**TEXTO SELECIONADO**

<<<<

Por isso, há um projeto de lei no Congresso Nacional, apoiado até mesmo por parlamentares conservadores, que pretende obrigar clubes e escolinhas de futebol a adotar medidas para evitar o abuso em suas dependências. Uma delas é justamente oferecer o básico de educação sexual aos jovens atletas. O que isso significa? Explicar que tipo de toque dos adultos eles não devem permitir, os limites do contato físico com técnicos e massagistas durante a prática esportiva e a quem recorrer caso sofram assédio de qualquer espécie.
O tal “kit gay”, que não chegou a existir na prática, nada mais é que uma proposta de levar educação sexual às escolas. Seu objetivo nunca foi pregar que menino deve brincar de boneca e menina de carrinho, muito menos estimular incesto ou erotização precoce, mas apenas disponibilizar informação a um grupo vulnerável de pessoas que não costuma receber em casa o devido esclarecimento – por vergonha, abandono, desconhecimento, pelo tabu.
E por que é necessário abordar as questões de gênero na educação sexual?
Para ficar no exemplo do futebol, os casos que apurei (são mais de 120 num período de sete anos) envolvem vítimas do sexo masculino. Um dos principais motivos para os garotos resistirem em denunciar os abusos é o medo de ser tachado como homossexual. Abuso é crime. É preciso dizer a eles que o fato de terem sido assediados ou molestados não altera a orientação sexual, tampouco interfere na sexualidade. Abusadores se aproveitam do preconceito para garantir o silêncio das vítimas. Enquanto reinar o preconceito, eles agirão impunemente.

>>>>

**REGISTROS A PROCESSAR**

<<<<

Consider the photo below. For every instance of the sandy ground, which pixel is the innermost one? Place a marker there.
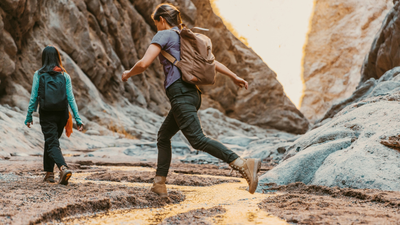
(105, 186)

>>>>
<<<<

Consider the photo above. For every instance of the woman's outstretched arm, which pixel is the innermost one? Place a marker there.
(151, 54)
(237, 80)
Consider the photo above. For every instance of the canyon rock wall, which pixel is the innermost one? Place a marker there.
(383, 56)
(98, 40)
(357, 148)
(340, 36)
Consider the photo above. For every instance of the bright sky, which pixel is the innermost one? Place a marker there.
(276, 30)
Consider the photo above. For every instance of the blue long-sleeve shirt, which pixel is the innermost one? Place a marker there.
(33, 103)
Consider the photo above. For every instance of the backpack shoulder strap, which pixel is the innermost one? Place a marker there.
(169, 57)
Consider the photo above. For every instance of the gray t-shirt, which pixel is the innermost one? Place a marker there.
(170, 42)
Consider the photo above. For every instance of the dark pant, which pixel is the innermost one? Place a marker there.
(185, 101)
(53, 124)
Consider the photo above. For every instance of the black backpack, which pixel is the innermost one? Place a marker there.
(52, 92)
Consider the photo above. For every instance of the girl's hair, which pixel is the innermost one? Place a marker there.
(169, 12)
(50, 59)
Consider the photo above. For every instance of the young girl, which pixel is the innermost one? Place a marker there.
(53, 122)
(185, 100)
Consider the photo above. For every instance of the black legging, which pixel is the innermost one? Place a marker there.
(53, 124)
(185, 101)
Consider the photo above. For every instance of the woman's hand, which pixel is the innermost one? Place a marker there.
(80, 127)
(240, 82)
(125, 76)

>>>>

**PROBLEMA APRESENTADO 1**
Com base no texto sobre abuso no futebol, explique por que é necessário abordar as questões de gênero na educação sexual. Use de uma a três frases.
**PROBLEMA APRESENTADO 2**
Reúna todas as linhas dos registros que contêm a sequência "shirt", diferenciando maiúsculas de minúsculas.

**RESPOSTA COMPLETA 1**
Um dos principais motivos para os garotos abusados no futebol resistirem em denunciar é o medo de serem tachados como homossexuais. Por isso é preciso dizer a eles que ter sido assediado ou molestado não altera a orientação sexual nem interfere na sexualidade. Os abusadores se aproveitam desse preconceito para garantir o silêncio das vítimas.

**RESPOSTA COMPLETA 2**
Consider the photo above. For every instance of the blue long-sleeve shirt, which pixel is the innermost one? Place a marker there.
Consider the photo above. For every instance of the gray t-shirt, which pixel is the innermost one? Place a marker there.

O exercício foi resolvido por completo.